* What the task requires
Please rewrite the lines below, replacing "boat" with "vessel" everywhere and keeping everything else the same. Leave out the pictures.
* * * * *
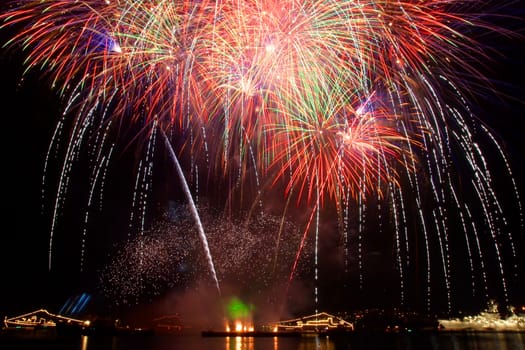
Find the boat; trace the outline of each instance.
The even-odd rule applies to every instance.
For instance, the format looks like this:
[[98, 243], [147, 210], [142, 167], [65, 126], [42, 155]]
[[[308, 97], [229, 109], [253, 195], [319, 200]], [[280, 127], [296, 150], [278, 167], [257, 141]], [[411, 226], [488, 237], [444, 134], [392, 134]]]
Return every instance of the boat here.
* * * * *
* Result of the exercise
Find the vessel; trace the outline of each instance.
The even-odd rule applies to every instance.
For instance, the format looks like this:
[[98, 243], [147, 210], [142, 167], [65, 126], [42, 155]]
[[[308, 97], [229, 109], [253, 195], [319, 200]], [[280, 127], [296, 150], [278, 167], [257, 141]], [[411, 226], [488, 237], [444, 134], [392, 134]]]
Return every instance of the vessel here.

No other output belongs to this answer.